EXCERPT TO READ -
--
In pharmaco-epidemiology, the use of drugs is the determinant of interest when studying exposure-outcome associations. The increased availability of computerized information about drug use on an individual basis has greatly facilitated analyses of drug effects on a population-based scale. This stimulated the development of pharmaco-epidemiology as a branch within epidemiology as can be seen on epidemiological congresses [1].

In the last decades of the preceding century, many pharmaco-epidemiologic studies employed a case–control design. Case–control studies of the association between diethylstilboestrol against habitual abortion and vaginal carcinoma in female offspring [2], and of salicylate-attributed Reye syndrome [3] have clearly shown the benefits of this design thanks to their valid and relevant results despite small numbers of cases in both studies. However, in hindsight this design may also have risen spurious associations such as that between use of reserpine and breast cancer [4].

Because information about drug use in these early studies had to be obtained from interview, they suffered from two important potential limitations. First, the suspicion that patients with severe diseases would tend to have a better recall than non-diseased controls. This type of information bias (so-called ‘recall bias’) was suspected to be partly responsible for the association between X-ray exposure during pregnancy, and the subsequent occurrence of congenital malformations in off-spring [5]. In a subsequent similar study with hospital records, the significant risk increase of 90% found earlier was brought back to 40%, albeit still statistically significant [6]. Unfortunately, even hospital records may be incomplete when information of drug use is retrospectively gathered [7]. Second, whereas recall bias leads to differential (i.e., non-random) misclassification of exposure, also non-differential (i.e., random) misclassification may jeopardize the validity of drug-effect estimates as can be seen in Fig. 1. The argument which is often brought forward that such misclassification is less serious because it leads to a more conservative estimate, is questionable as also underestimations are non-valid and therefore unwanted. It seems likely that many negative findings in the early days of pharmaco-epidemiology can be explained by non-differential misclassification because of too simple (yes/no) exposure measures. But even with extensive scrutiny of drug history during interview, long-term exposure such as might be relevant to development of end-stage renal failure [8] will inevitably lead to both differential and non-differential exposure misclassification. It would not be fair to blame researchers for this, as laborious investigation of serious diseases should be praised and because most of them do not ignore the limitations of their data.
--
SUPPLIED DATA -
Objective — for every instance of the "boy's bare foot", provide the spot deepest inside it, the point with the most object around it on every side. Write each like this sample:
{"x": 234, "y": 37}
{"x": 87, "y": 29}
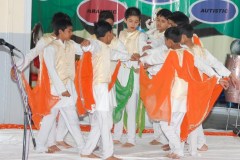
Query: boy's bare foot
{"x": 154, "y": 142}
{"x": 203, "y": 148}
{"x": 166, "y": 147}
{"x": 173, "y": 156}
{"x": 63, "y": 144}
{"x": 113, "y": 158}
{"x": 90, "y": 156}
{"x": 96, "y": 148}
{"x": 128, "y": 145}
{"x": 53, "y": 149}
{"x": 116, "y": 142}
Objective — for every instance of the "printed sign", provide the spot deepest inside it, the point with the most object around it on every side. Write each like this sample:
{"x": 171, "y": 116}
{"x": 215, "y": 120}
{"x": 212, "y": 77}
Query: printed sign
{"x": 89, "y": 10}
{"x": 214, "y": 12}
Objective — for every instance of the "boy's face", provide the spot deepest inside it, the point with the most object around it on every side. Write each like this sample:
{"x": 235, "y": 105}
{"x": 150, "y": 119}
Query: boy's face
{"x": 132, "y": 23}
{"x": 168, "y": 42}
{"x": 109, "y": 37}
{"x": 183, "y": 39}
{"x": 162, "y": 23}
{"x": 171, "y": 23}
{"x": 66, "y": 34}
{"x": 110, "y": 21}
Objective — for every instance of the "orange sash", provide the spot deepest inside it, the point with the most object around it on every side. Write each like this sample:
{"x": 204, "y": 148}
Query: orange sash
{"x": 40, "y": 99}
{"x": 83, "y": 83}
{"x": 197, "y": 113}
{"x": 156, "y": 92}
{"x": 114, "y": 76}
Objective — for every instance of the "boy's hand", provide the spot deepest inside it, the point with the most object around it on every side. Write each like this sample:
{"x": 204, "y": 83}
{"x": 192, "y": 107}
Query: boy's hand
{"x": 13, "y": 75}
{"x": 85, "y": 43}
{"x": 224, "y": 83}
{"x": 234, "y": 81}
{"x": 146, "y": 48}
{"x": 66, "y": 94}
{"x": 146, "y": 66}
{"x": 135, "y": 57}
{"x": 144, "y": 54}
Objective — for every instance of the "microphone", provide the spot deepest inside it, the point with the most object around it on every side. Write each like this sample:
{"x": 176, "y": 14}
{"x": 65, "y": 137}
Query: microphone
{"x": 2, "y": 42}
--
WHAT YOU HAVE TO DO - Continue the text on exposure measurement in pharmaco-epidemiology from its last sentence.

TASK OUTPUT -
Fig. 1
figure 1

Assume a prospective cohort study with 10% non-differential misclassification of exposure. Without misclassification, the true relative risk would be calculated as [30/100]/[10/100] = 3.0 in those treated with drug A in comparison to those on drug B. However, because in diseased as well as non-diseased 10% of individuals switches from A → B and vice versa, the number of exposed changes for each cell, i.e. cell a (30 − 3+1 = 28); cell b (70 − 7+9 = 72); cell c (10 − 1+3 = 12); cell d (90 − 9+7 = 88). Consequently, we calculate the relative risk as [28/100]/[12/100] = 2.3

In this paper, we discuss the importance of an adequate definition of drug exposure in pharmaco-epidemiological research and how this time-varying determinant can be analyzed in cohort studies.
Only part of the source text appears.